About this task.
Please copy every line from the records below that contains the string "neck".

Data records
-----

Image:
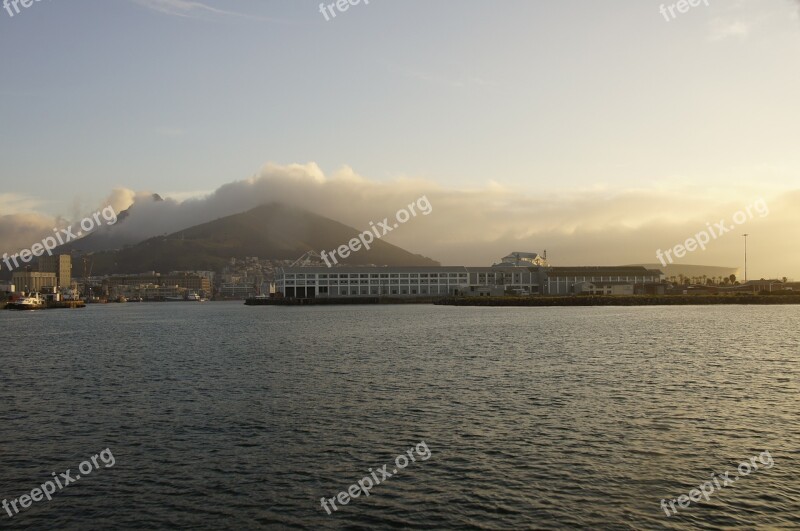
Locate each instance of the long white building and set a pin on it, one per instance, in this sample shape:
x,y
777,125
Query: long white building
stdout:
x,y
323,282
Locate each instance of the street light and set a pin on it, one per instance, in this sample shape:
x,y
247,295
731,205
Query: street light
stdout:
x,y
745,256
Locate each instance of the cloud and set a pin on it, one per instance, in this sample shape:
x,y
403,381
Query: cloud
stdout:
x,y
192,9
596,226
721,30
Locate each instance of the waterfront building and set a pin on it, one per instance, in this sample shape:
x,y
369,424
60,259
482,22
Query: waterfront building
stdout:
x,y
30,281
187,281
60,265
516,274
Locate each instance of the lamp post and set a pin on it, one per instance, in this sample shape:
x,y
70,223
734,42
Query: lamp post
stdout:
x,y
745,257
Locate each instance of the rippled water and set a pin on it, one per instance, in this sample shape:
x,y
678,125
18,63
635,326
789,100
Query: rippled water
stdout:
x,y
221,416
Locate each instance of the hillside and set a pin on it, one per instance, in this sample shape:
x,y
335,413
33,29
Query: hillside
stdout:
x,y
272,231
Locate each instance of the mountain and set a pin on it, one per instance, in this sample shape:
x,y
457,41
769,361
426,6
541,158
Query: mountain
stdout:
x,y
273,231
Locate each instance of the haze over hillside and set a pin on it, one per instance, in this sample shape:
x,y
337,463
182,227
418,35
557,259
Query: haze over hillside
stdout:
x,y
273,231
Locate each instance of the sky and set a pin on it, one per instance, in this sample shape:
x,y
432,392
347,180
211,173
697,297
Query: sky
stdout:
x,y
599,131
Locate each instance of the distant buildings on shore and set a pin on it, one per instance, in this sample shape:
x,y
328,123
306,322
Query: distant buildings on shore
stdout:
x,y
518,273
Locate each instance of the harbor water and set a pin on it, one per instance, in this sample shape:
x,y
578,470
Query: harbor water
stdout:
x,y
221,416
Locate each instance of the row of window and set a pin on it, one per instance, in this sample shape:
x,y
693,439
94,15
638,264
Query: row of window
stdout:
x,y
377,275
417,281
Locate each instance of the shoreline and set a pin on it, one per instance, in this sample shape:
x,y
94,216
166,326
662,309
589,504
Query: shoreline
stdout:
x,y
625,300
539,301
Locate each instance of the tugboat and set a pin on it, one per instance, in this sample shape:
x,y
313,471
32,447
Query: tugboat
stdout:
x,y
32,301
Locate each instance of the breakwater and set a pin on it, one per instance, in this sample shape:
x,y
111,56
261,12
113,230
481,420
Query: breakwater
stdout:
x,y
632,300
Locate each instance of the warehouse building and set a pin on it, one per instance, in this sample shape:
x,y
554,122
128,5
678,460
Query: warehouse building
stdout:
x,y
504,278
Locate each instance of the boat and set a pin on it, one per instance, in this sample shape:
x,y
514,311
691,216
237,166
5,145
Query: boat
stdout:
x,y
32,301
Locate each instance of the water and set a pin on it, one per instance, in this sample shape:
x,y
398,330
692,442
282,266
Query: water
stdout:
x,y
221,416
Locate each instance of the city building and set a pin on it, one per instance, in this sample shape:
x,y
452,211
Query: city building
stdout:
x,y
525,278
30,281
60,265
187,281
563,280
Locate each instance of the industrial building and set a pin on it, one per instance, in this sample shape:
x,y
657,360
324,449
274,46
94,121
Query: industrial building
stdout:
x,y
519,273
34,281
60,265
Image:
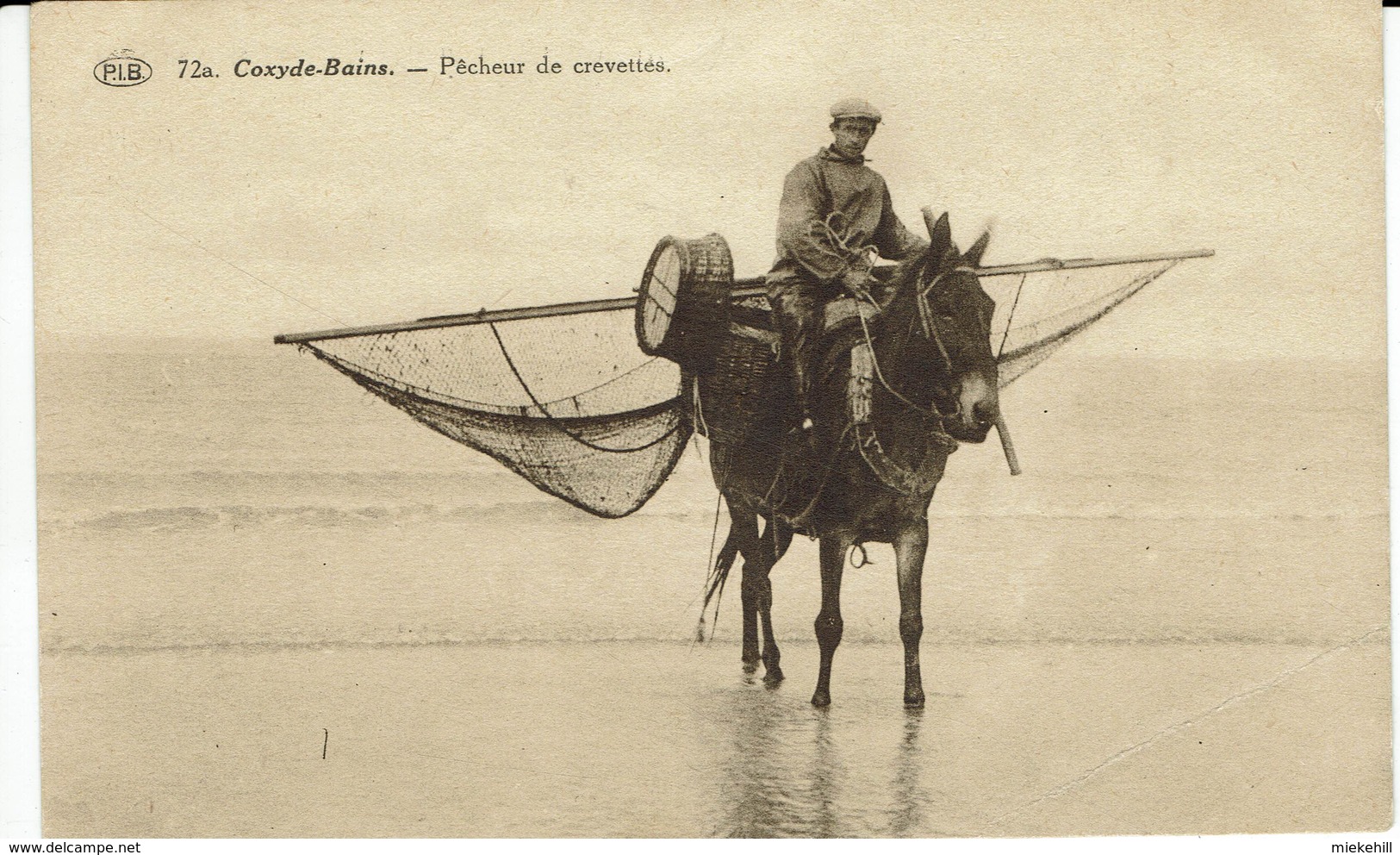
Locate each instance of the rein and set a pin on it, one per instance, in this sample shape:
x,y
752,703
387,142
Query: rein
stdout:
x,y
925,476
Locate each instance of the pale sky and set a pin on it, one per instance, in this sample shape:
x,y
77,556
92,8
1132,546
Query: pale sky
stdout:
x,y
241,208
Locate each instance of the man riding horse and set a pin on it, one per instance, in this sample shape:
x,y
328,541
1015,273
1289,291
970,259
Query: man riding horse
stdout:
x,y
835,210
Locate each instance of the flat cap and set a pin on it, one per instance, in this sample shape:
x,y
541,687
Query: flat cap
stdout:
x,y
855,109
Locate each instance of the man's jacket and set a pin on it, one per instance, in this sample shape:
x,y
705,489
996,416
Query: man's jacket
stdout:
x,y
812,190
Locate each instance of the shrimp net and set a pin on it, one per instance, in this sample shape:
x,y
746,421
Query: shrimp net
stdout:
x,y
1042,311
575,407
567,403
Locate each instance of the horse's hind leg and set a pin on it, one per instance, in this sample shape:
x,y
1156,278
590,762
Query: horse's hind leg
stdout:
x,y
776,541
744,533
829,620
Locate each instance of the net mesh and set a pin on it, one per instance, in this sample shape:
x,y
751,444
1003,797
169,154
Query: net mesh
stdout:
x,y
567,403
573,405
1042,311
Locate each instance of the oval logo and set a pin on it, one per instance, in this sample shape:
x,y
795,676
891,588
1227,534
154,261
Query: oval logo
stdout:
x,y
122,71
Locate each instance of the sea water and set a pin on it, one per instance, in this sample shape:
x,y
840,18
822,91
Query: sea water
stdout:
x,y
271,604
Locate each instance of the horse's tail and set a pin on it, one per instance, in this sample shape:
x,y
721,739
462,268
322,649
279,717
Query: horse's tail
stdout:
x,y
714,584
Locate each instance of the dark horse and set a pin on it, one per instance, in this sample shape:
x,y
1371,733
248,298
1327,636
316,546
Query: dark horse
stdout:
x,y
936,382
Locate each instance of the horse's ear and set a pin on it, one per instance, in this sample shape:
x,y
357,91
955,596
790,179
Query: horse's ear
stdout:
x,y
940,233
974,257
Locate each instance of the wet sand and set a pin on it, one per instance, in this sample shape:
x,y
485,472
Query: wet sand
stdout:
x,y
671,740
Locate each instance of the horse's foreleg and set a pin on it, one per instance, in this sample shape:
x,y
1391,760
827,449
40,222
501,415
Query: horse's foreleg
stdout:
x,y
776,541
829,620
909,552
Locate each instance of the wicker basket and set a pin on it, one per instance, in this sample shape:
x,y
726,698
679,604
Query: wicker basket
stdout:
x,y
741,390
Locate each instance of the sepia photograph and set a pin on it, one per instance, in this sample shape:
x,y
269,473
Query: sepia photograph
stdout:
x,y
683,421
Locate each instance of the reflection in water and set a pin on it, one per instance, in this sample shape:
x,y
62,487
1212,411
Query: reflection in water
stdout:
x,y
907,801
797,771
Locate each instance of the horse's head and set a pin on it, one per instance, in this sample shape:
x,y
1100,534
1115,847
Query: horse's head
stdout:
x,y
947,356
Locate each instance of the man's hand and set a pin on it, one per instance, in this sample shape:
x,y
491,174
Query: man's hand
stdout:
x,y
856,282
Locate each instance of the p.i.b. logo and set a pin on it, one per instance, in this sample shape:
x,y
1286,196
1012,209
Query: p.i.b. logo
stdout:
x,y
122,69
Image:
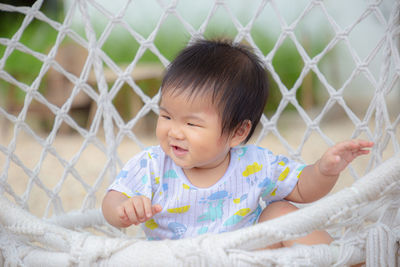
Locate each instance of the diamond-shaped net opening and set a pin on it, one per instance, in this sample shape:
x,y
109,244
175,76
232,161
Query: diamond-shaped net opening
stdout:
x,y
79,84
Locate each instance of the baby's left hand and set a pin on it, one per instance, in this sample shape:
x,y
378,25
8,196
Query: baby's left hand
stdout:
x,y
337,157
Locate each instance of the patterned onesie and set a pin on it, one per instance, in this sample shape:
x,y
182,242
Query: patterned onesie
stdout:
x,y
253,173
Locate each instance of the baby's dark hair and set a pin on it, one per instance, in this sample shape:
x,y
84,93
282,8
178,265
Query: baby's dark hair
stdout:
x,y
233,75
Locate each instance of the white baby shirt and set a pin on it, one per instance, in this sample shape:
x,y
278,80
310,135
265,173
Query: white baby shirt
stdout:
x,y
253,173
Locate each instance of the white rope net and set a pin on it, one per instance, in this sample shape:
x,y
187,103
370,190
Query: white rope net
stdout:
x,y
363,218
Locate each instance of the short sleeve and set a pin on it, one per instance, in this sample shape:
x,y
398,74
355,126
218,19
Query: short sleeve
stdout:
x,y
135,177
282,177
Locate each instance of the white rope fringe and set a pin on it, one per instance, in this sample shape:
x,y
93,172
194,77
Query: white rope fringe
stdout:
x,y
364,219
377,242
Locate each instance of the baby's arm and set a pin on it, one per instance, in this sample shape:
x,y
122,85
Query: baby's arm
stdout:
x,y
122,211
318,179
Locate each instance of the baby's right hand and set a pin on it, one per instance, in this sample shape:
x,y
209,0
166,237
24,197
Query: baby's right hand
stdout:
x,y
136,210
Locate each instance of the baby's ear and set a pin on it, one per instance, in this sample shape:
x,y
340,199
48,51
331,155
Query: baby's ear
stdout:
x,y
241,133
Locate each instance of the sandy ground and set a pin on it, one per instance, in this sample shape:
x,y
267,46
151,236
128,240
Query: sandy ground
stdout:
x,y
52,182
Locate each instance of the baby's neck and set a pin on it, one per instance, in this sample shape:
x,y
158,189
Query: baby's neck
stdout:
x,y
207,177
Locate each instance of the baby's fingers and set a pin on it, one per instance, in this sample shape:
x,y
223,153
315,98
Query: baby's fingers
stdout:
x,y
156,209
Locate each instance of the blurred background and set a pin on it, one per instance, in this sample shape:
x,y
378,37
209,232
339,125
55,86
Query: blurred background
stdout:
x,y
54,149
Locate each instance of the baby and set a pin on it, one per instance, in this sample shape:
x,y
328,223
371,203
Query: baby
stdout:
x,y
201,178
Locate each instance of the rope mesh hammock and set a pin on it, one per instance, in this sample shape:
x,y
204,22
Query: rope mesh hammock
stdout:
x,y
364,218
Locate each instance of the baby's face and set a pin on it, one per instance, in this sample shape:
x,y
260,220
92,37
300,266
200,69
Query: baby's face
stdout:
x,y
189,131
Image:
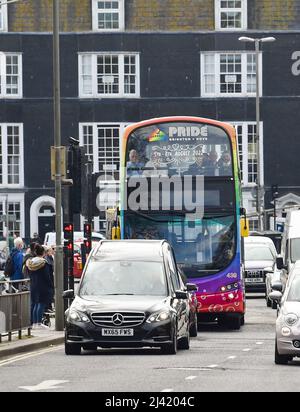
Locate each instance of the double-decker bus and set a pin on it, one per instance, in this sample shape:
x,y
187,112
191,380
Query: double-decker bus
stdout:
x,y
180,181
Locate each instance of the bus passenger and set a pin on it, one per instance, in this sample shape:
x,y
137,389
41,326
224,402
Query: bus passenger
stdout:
x,y
197,168
211,164
225,165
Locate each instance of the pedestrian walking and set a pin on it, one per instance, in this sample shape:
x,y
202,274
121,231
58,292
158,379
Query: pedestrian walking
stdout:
x,y
16,258
36,239
40,289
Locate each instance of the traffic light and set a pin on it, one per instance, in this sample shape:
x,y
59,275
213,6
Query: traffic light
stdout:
x,y
274,191
75,156
69,238
87,233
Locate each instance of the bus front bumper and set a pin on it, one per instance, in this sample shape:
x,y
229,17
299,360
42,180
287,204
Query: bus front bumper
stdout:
x,y
232,302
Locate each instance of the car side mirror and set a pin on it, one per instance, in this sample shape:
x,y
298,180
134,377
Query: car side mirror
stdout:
x,y
280,263
278,287
191,287
68,294
179,294
276,296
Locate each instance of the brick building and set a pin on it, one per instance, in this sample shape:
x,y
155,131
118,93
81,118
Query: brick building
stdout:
x,y
126,60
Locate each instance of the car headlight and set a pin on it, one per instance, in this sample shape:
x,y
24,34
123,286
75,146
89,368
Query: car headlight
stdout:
x,y
291,319
159,317
76,316
229,288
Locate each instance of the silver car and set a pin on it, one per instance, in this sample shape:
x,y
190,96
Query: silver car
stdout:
x,y
287,342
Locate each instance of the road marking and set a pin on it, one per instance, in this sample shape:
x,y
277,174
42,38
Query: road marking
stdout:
x,y
44,386
27,356
191,378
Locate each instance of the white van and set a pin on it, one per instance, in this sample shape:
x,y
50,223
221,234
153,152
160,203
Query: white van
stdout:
x,y
50,238
290,249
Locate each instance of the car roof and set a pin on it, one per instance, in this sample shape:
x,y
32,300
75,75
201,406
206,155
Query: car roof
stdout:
x,y
130,250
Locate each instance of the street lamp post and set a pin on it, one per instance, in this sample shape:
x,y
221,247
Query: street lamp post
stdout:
x,y
59,306
259,182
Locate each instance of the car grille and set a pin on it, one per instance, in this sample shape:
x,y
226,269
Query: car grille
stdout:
x,y
252,274
113,319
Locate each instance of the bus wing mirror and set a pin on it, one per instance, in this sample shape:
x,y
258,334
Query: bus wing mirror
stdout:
x,y
116,233
245,230
280,263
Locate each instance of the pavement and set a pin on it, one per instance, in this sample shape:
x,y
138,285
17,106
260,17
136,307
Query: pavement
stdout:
x,y
39,339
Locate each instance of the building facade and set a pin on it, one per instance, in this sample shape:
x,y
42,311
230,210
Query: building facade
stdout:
x,y
127,60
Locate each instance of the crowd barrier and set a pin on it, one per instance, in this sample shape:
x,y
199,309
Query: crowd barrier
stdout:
x,y
14,308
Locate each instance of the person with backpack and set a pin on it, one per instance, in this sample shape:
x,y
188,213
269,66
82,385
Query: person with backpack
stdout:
x,y
14,263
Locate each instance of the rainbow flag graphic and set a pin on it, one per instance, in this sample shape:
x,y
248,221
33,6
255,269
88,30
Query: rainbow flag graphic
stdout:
x,y
158,136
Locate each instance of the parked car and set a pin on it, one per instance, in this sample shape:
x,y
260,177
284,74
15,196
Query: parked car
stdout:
x,y
287,341
261,271
129,296
290,247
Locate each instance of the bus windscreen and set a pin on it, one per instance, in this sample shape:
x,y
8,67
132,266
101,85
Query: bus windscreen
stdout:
x,y
169,149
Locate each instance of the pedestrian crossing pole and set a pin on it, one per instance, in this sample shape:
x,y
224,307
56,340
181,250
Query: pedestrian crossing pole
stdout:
x,y
59,268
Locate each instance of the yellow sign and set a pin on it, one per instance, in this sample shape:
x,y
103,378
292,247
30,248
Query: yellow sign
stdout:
x,y
62,170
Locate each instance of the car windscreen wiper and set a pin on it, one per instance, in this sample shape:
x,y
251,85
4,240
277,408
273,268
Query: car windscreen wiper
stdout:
x,y
119,294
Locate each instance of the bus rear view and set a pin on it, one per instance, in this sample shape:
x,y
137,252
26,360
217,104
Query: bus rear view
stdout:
x,y
181,183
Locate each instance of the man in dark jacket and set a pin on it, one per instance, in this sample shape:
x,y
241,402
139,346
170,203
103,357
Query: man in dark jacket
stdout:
x,y
41,286
17,261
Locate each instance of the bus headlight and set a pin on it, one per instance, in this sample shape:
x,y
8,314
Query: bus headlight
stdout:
x,y
286,331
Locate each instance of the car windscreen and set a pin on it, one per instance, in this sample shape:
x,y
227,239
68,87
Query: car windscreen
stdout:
x,y
295,250
294,292
256,253
123,278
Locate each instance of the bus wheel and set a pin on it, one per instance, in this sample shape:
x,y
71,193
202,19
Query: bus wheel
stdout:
x,y
234,322
281,359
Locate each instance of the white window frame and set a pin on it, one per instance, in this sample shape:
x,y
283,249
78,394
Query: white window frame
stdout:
x,y
96,11
217,74
95,127
245,125
95,149
14,198
244,19
4,155
3,16
93,75
3,75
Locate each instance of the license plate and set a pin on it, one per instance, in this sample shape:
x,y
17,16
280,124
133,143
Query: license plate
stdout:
x,y
117,332
254,280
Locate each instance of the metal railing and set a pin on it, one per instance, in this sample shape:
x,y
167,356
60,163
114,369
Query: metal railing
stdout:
x,y
15,308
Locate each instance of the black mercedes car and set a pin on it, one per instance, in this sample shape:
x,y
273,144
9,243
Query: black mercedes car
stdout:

-----

Exercise response.
Locate each instance of the baby's neck and set a pin on it, one per instance, in this sample shape:
Query: baby's neck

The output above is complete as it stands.